┌────────

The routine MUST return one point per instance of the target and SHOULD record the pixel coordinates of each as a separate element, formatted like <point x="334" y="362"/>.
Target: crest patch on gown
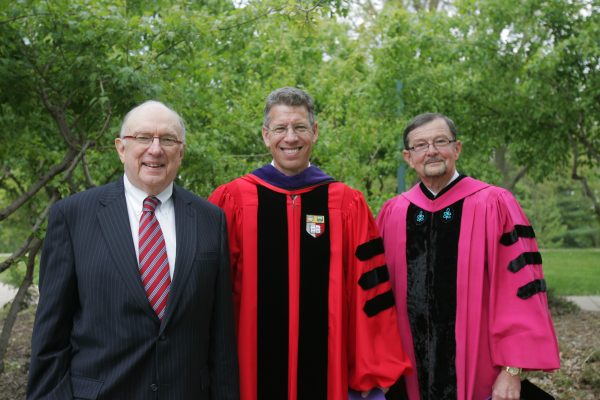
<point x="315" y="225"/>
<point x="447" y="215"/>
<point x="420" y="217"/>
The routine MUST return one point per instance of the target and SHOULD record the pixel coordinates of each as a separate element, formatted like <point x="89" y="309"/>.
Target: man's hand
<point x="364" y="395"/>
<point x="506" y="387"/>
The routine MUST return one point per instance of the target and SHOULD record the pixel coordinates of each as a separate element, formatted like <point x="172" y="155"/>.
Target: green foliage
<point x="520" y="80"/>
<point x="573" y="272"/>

└────────
┌────────

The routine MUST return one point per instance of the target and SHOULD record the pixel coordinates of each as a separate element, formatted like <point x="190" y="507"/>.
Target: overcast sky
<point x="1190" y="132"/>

└────────

WORK ORDER: Pull every line containing the string "coordinates" out of the data above and copy it.

WRITTEN SOLUTION:
The routine MUST return one point per instance of the target and SHOULD record the pixel coordinates of each as a separate element, formatted like <point x="334" y="362"/>.
The routine MUST return one point per instance of the target and SHOULD record the pixel coordinates of each as a separate element, formatted like <point x="89" y="309"/>.
The routine MUST return one point per instance of the target and SHOULD record the pixel coordinates of each as a separate element, formatted like <point x="172" y="155"/>.
The routine MUST return one point per instance of the target and SHOULD record the pixel coordinates of each as a separate element, formatted like <point x="190" y="507"/>.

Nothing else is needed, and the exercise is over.